BEGIN
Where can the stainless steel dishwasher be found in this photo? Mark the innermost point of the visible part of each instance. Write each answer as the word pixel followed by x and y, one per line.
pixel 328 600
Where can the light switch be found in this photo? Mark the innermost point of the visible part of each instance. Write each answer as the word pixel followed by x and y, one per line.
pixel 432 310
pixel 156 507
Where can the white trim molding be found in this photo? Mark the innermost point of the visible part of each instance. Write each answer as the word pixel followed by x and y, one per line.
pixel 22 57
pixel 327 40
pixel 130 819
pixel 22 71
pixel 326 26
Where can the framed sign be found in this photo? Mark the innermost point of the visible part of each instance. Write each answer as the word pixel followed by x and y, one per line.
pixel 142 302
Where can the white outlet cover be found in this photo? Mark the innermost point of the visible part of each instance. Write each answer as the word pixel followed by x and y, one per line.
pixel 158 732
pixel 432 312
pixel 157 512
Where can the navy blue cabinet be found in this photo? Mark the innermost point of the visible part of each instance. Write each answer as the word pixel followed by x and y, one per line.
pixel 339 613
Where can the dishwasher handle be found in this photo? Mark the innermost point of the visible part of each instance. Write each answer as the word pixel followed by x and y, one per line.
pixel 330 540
END
• [TASK PROMPT] Copy the lines above exactly, one for one and in the same order.

• [PROBLEM SOLUTION]
Where can the stainless steel dishwasher be found in this photo? Mark the innermost point of the visible part of each instance. Write each answer as the word pixel followed by x and y, one per line.
pixel 328 600
Where can the light switch be found in this photo? Mark the innermost point of the visible part of each instance. Write each answer as the word pixel followed by x and y, one per line.
pixel 432 310
pixel 156 507
Where can the white trim molding be found in this photo? Mark the innermost point of the visible part of each instance. Write each answer as the word pixel followed by x and y, one per line.
pixel 22 57
pixel 327 40
pixel 130 819
pixel 22 71
pixel 326 26
Where can the framed sign be found in this photo? Mark the innermost point of the visible part of each instance. Write each answer as the word pixel followed by x and y, one per line.
pixel 142 302
Where can the white outlet cover be found in this photo? Mark the innermost point of the visible part of each instance. Write each answer as the word pixel followed by x and y, one per line.
pixel 158 732
pixel 432 312
pixel 157 512
Where can the navy blue cabinet be found in this photo? Mark the innermost point of the visible part of each instance. Write each answer as the word pixel followed by x and y, one per line.
pixel 339 613
Where can the dishwasher handle be found in this photo? Mark the innermost point of the visible part of each instance. Write each answer as the word pixel followed by x and y, one per line.
pixel 330 540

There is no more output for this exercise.